* _THE EXERCISE_
Reproduce word for word every line from the one containing "Look at this image and locate every instance of grey" through the final line below, including both of those lines.

* _LISTING_
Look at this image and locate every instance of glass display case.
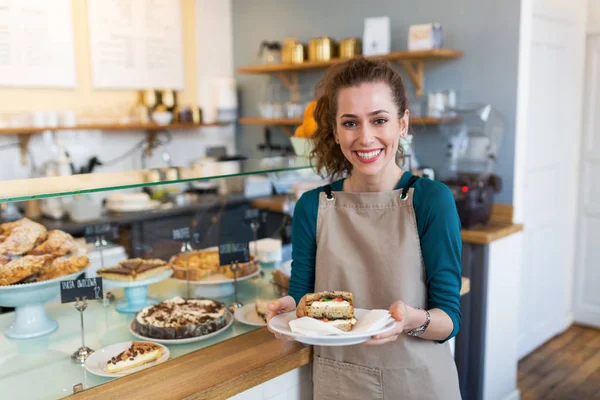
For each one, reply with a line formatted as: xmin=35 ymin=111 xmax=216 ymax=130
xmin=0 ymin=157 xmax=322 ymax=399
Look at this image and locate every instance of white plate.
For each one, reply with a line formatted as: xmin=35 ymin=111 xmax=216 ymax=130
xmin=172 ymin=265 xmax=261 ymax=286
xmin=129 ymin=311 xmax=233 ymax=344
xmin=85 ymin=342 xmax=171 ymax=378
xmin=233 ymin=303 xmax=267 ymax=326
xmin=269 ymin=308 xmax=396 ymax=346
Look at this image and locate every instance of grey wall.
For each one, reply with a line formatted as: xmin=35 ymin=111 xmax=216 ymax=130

* _FINISHED ANSWER_
Look at this image and locate every instance of grey wall.
For each one, reply with a line formatted as: xmin=35 ymin=111 xmax=216 ymax=130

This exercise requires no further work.